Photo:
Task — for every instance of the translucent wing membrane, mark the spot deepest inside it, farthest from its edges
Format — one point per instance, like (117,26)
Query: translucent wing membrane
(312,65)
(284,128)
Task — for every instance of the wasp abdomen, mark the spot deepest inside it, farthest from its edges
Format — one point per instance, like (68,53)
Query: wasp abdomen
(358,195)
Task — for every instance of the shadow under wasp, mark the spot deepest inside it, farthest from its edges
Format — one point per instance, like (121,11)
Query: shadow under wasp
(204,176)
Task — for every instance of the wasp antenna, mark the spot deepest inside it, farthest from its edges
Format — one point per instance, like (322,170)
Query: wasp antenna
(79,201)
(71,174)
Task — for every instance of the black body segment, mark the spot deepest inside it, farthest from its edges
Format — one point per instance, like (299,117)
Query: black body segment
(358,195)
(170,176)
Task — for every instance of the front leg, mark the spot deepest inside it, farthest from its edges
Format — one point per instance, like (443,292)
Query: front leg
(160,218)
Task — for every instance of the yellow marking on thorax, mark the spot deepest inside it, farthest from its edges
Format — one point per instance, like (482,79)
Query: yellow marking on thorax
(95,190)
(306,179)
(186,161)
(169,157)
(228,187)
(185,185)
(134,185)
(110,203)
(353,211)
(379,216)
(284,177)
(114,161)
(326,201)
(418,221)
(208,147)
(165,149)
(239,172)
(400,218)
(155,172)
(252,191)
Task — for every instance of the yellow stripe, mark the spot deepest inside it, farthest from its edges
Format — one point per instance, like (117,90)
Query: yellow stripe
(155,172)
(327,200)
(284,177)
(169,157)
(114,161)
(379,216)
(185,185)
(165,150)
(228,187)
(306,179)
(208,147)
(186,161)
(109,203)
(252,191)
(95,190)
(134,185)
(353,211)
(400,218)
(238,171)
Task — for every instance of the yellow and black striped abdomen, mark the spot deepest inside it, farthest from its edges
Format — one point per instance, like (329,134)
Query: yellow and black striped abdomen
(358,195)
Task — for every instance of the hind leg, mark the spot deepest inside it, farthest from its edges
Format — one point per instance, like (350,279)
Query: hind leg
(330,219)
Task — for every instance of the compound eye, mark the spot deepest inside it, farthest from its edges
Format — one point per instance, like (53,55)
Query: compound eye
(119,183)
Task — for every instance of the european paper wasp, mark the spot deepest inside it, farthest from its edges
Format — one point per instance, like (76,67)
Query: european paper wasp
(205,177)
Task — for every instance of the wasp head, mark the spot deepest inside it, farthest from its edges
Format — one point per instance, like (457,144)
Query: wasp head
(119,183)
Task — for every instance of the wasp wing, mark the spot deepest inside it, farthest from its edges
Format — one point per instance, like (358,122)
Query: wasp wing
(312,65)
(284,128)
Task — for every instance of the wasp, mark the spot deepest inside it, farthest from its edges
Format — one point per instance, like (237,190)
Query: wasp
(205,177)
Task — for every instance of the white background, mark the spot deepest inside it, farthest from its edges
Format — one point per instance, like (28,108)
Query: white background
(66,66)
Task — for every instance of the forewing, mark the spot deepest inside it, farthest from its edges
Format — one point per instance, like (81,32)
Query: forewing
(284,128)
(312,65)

▶ **Your goal**
Please set down each line of the records exactly as given.

▶ **Exercise solution**
Photo:
Task — for every instance of the translucent wing membrane, mark the spot deepest inside it, farthest from its edges
Format — one point per instance, like (117,26)
Query: translucent wing membrane
(312,65)
(284,128)
Task — for every instance of the wasp abdomen, mark the spot deepest inside it, farthest from its edges
Format — one point per instance, like (68,53)
Query: wasp abdomen
(358,195)
Task — for every instance of the shadow under wasp, mark the spot deepest inside it, farthest from its edges
Format — one point per instance, like (121,11)
Query: shadow under wasp
(204,176)
Task — for every instance of the wasp antenna, mark the spot deepest inside it, farthest from its edges
Format — one point per instance, like (322,170)
Query: wasp antenna
(79,201)
(71,174)
Task — for every instance of the black body segment, mark the spot deepest inside it, farthest from its edges
Format — one point per instance, like (299,117)
Query: black body segment
(358,195)
(170,176)
Task — for every instance of the front leg, mark the spot deepest inside it, farthest from its edges
Format — one point per instance, like (443,292)
Query: front leg
(160,218)
Task — for every instance of the yellow marking on thorax, mark the spot deepest inside it, farthest from its edges
Format — one point per instance, like (482,79)
Query: yellow marking on thorax
(95,190)
(306,179)
(186,161)
(169,157)
(228,187)
(185,185)
(134,185)
(110,203)
(353,211)
(379,216)
(284,177)
(114,161)
(326,201)
(418,221)
(208,147)
(165,149)
(239,172)
(400,218)
(155,172)
(252,191)
Task — for every instance of the yellow stripe, mark the spot deepest inside it, farthest from its edges
Format — one point per instance, like (117,90)
Query: yellow stripe
(155,172)
(327,200)
(284,177)
(169,157)
(114,161)
(379,216)
(185,185)
(165,150)
(228,187)
(306,179)
(208,147)
(186,161)
(109,203)
(252,191)
(95,190)
(134,185)
(353,211)
(400,218)
(238,171)
Task — for every instance of the yellow and black striped abdomen, mark the spot deepest inside it, farthest from its edges
Format — one point per instance, like (329,134)
Query: yellow and black striped abdomen
(358,195)
Task — for every instance of the hind leg, mark the spot deepest inside it, farthest from its edges
Format — one point per instance, like (350,279)
Query: hind leg
(330,219)
Task — for every instance of the compound eye, mark the spot deepest inside it, farthest from its edges
Format — one point per instance, like (53,55)
Query: compound eye
(119,183)
Task — for every instance of the european paper wasp, mark the spot deepest inside it, farthest from its edges
Format — one point per instance, like (76,67)
Query: european paper wasp
(205,177)
Task — for every instance of the wasp head, mark the spot deepest inside it, farthest from its edges
Format — one point per instance, like (457,144)
Query: wasp head
(119,183)
Task — for every instance of the wasp wing, mark the spot deepest inside it, farthest from its edges
Format — one point per instance, like (358,122)
Query: wasp wing
(312,65)
(284,128)
Task — for every instance of the wasp, mark the spot deepest inside it, farthest from its edges
Format — one point per instance, like (237,190)
Query: wasp
(205,177)
Task — for every instance of the white background, mark the spot deepest inside it, farthest from its edges
Format — one point per instance, like (28,108)
Query: white background
(66,66)
Task — for every instance of the forewing, mark the spot deepest inside it, farthest from its edges
Format — one point per instance, like (81,32)
Query: forewing
(284,128)
(312,65)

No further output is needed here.